Task objective: Exact repetition is the task: copy every entry below.
:: Input for this task
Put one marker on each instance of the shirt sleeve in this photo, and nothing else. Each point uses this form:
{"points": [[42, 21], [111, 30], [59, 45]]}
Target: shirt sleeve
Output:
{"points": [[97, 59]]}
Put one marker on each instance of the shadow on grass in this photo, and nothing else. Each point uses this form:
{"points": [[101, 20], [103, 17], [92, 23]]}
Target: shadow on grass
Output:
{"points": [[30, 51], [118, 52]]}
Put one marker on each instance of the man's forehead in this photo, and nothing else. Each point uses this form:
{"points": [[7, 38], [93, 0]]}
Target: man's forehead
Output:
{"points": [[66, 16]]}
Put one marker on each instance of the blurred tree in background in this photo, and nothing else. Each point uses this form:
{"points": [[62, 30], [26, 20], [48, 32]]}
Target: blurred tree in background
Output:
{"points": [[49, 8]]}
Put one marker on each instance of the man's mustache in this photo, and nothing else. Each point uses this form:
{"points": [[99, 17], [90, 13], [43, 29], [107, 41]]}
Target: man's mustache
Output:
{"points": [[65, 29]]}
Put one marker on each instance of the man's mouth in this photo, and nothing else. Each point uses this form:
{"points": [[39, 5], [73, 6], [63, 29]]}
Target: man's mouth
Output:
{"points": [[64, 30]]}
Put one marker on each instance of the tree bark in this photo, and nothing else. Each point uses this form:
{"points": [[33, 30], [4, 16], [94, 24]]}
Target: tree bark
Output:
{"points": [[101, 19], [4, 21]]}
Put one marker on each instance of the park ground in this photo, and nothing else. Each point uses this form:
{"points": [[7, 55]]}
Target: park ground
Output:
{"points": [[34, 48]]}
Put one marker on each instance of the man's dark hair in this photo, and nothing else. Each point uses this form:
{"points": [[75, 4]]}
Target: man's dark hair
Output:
::::
Exercise result:
Put one marker on each instance of the shirt sleeve in this photo, and nothing else. Each point uses this form:
{"points": [[42, 21], [111, 30], [59, 45]]}
Target: shirt sleeve
Output:
{"points": [[97, 59]]}
Put one marker on each instance of the shadow on grass in this photo, and nothing else. Each point uses this form:
{"points": [[101, 20], [103, 17], [92, 23]]}
Target: shadow on grass
Output:
{"points": [[30, 51], [118, 52]]}
Put one marker on each instance of the man's forehead in this photo, and nothing else. Each point uses this form:
{"points": [[7, 38], [93, 0]]}
Target: man's forehead
Output:
{"points": [[66, 16]]}
Put one marker on each instance of the blurred tree in background in this photo, and nothing else. Each point uses this form:
{"points": [[62, 30], [26, 20], [48, 32]]}
Target: blurred tree in background
Output:
{"points": [[49, 8]]}
Put one marker on each instance of the man's mustache in this photo, and nothing else. Each point uses this form:
{"points": [[99, 17], [90, 13], [43, 29], [107, 41]]}
Target: man's mustache
Output:
{"points": [[65, 29]]}
Put one marker on each instance of the man's mouth in this photo, and nothing else. Each point uses this form:
{"points": [[39, 5], [73, 6], [63, 29]]}
Target: man's mouth
Output:
{"points": [[64, 30]]}
Put one marker on each instance of the tree bark in this photo, and nothing else. Each point uses this form:
{"points": [[33, 30], [4, 16], [94, 24]]}
Target: tree bark
Output:
{"points": [[101, 19], [4, 21]]}
Put one marker on each instance of the park ground in this photo, and nothing else. Each point uses this form:
{"points": [[7, 55]]}
Target: park ground
Output:
{"points": [[34, 48]]}
Put one marker on each instance of the man's dark hair in this photo, and nothing else. Each point uses this form:
{"points": [[75, 4]]}
Target: man's dark hair
Output:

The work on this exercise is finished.